> **WORKING DATA**
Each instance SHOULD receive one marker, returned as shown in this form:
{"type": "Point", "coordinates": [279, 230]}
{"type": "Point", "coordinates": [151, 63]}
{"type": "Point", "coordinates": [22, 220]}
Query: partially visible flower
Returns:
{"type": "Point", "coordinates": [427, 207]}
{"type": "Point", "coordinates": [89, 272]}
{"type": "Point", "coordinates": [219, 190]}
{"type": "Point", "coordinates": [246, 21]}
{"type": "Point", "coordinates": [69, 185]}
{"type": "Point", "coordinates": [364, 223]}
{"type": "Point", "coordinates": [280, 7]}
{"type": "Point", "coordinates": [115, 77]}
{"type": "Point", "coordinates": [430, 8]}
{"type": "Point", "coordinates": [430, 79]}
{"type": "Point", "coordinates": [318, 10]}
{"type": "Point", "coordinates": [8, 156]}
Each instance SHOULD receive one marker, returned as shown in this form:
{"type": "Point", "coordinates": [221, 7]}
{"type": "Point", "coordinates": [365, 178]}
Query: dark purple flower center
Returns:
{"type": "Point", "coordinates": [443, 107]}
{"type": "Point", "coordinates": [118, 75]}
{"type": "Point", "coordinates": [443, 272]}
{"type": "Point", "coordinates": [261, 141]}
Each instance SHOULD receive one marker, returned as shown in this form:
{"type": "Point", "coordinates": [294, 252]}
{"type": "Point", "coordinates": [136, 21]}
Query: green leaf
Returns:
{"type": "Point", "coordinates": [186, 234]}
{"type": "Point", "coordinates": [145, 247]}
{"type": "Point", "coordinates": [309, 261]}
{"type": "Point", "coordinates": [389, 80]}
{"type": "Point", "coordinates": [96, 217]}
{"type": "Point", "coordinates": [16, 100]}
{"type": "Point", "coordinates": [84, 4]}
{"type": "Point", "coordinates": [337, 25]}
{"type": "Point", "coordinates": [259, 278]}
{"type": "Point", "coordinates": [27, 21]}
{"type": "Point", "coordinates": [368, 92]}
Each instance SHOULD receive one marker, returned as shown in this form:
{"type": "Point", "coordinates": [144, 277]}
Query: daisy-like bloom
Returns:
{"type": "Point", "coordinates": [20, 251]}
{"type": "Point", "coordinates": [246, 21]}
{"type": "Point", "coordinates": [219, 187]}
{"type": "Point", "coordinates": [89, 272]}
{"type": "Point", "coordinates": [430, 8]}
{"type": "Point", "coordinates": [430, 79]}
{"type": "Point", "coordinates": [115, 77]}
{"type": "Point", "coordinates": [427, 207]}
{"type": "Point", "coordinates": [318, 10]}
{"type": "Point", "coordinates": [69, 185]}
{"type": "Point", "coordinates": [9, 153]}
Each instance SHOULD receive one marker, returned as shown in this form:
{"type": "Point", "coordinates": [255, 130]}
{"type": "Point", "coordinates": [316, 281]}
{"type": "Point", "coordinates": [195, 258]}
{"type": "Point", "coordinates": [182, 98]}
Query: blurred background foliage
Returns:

> **WHAT THE EXERCISE ASKS**
Reproduce the material above without altering a single character.

> **FINAL RESULT**
Each instance SHOULD receive one marker, returned as shown in this form:
{"type": "Point", "coordinates": [279, 230]}
{"type": "Point", "coordinates": [151, 63]}
{"type": "Point", "coordinates": [22, 220]}
Query: partially visible flower
Returns:
{"type": "Point", "coordinates": [427, 207]}
{"type": "Point", "coordinates": [89, 272]}
{"type": "Point", "coordinates": [219, 190]}
{"type": "Point", "coordinates": [246, 21]}
{"type": "Point", "coordinates": [69, 185]}
{"type": "Point", "coordinates": [364, 223]}
{"type": "Point", "coordinates": [280, 7]}
{"type": "Point", "coordinates": [115, 77]}
{"type": "Point", "coordinates": [430, 8]}
{"type": "Point", "coordinates": [430, 79]}
{"type": "Point", "coordinates": [318, 10]}
{"type": "Point", "coordinates": [8, 156]}
Each instance SHOULD receive one marker, returned as shown in this form:
{"type": "Point", "coordinates": [221, 7]}
{"type": "Point", "coordinates": [365, 178]}
Query: dark purple flower center
Returns:
{"type": "Point", "coordinates": [443, 107]}
{"type": "Point", "coordinates": [118, 75]}
{"type": "Point", "coordinates": [443, 272]}
{"type": "Point", "coordinates": [261, 141]}
Each instance SHOULD receive one marker, returned as shown in this form:
{"type": "Point", "coordinates": [294, 252]}
{"type": "Point", "coordinates": [136, 21]}
Query: green leaf
Returns:
{"type": "Point", "coordinates": [186, 234]}
{"type": "Point", "coordinates": [145, 247]}
{"type": "Point", "coordinates": [309, 261]}
{"type": "Point", "coordinates": [389, 80]}
{"type": "Point", "coordinates": [96, 217]}
{"type": "Point", "coordinates": [16, 100]}
{"type": "Point", "coordinates": [84, 4]}
{"type": "Point", "coordinates": [337, 25]}
{"type": "Point", "coordinates": [259, 278]}
{"type": "Point", "coordinates": [27, 21]}
{"type": "Point", "coordinates": [368, 92]}
Each instance SHOULD receive one marker, returned as shown in this form:
{"type": "Point", "coordinates": [144, 277]}
Query: daisy-like bloom
Returns:
{"type": "Point", "coordinates": [20, 251]}
{"type": "Point", "coordinates": [246, 21]}
{"type": "Point", "coordinates": [219, 187]}
{"type": "Point", "coordinates": [89, 272]}
{"type": "Point", "coordinates": [430, 8]}
{"type": "Point", "coordinates": [430, 79]}
{"type": "Point", "coordinates": [115, 77]}
{"type": "Point", "coordinates": [427, 207]}
{"type": "Point", "coordinates": [318, 10]}
{"type": "Point", "coordinates": [69, 185]}
{"type": "Point", "coordinates": [9, 153]}
Each instance SHOULD receive one marker, returned as shown in this form:
{"type": "Point", "coordinates": [255, 130]}
{"type": "Point", "coordinates": [316, 281]}
{"type": "Point", "coordinates": [195, 258]}
{"type": "Point", "coordinates": [182, 98]}
Query: blurred background foliage
Returns:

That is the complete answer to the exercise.